• **Given records**
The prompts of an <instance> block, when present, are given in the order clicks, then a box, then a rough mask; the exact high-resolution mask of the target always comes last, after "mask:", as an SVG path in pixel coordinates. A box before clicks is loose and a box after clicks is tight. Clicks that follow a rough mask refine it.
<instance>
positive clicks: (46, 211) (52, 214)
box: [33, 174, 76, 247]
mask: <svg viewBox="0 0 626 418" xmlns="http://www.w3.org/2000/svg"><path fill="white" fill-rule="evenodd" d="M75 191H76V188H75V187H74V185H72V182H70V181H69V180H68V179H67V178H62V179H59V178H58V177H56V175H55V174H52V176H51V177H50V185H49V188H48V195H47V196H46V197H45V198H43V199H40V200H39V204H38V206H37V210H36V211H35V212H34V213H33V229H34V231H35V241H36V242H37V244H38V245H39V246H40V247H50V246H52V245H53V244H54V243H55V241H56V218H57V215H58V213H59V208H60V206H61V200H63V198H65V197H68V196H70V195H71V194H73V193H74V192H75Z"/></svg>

• **Aim of the task**
What this exercise calls for is a precise transcription of the material above.

• **Reply to the task**
The prompts of an <instance> block, when present, are given in the order clicks, then a box, then a rough mask; the exact high-resolution mask of the target always comes last, after "mask:", as an SVG path in pixel coordinates. A box before clicks is loose and a box after clicks is tight. Clicks that follow a rough mask refine it.
<instance>
positive clicks: (46, 211) (52, 214)
box: [33, 174, 76, 247]
mask: <svg viewBox="0 0 626 418" xmlns="http://www.w3.org/2000/svg"><path fill="white" fill-rule="evenodd" d="M75 191H76V188H75V187H74V185H72V182H70V181H69V180H68V179H67V178H62V179H59V178H58V177H56V175H55V174H52V176H51V177H50V185H49V188H48V195H47V196H46V197H45V198H43V199H40V200H39V204H38V206H37V210H36V211H35V212H34V213H33V229H34V231H35V241H36V242H37V244H38V245H39V246H40V247H50V246H52V245H53V244H54V243H55V241H56V218H57V215H58V213H59V208H60V206H61V200H63V198H65V197H68V196H70V195H71V194H73V193H74V192H75Z"/></svg>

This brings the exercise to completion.